WHAT YOU WILL DO: For the data below, work out how many lines contain the word "tire" and supply only that number.

INPUT RECORDS:
- - - - - - -

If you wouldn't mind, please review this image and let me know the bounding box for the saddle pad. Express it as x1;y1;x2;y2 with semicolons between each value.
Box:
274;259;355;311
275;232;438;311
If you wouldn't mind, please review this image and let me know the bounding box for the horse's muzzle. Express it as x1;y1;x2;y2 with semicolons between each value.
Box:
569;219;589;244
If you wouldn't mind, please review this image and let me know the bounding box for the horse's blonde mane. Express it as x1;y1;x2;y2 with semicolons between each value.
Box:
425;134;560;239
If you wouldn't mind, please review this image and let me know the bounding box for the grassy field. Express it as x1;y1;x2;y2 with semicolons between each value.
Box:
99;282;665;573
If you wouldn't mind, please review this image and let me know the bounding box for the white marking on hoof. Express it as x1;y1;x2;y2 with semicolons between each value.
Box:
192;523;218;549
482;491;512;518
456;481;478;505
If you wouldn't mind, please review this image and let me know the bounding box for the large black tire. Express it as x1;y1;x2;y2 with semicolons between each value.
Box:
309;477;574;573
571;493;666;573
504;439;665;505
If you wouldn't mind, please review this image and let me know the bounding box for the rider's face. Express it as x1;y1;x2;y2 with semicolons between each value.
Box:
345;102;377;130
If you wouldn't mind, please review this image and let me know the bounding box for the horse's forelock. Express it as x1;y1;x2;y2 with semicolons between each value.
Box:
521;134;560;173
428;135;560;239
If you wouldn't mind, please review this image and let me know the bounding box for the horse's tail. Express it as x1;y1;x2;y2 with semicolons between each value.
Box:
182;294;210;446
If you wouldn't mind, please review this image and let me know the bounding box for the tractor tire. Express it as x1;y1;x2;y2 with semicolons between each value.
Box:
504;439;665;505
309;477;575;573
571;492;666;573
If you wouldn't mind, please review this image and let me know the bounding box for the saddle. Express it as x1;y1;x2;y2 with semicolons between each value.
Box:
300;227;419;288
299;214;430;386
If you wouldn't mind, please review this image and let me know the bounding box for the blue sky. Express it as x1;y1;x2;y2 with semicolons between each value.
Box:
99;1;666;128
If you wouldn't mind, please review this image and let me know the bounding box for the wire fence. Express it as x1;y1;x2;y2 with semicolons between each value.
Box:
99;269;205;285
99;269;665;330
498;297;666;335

- - - - - - -

WRITTEN RESPONSE: 2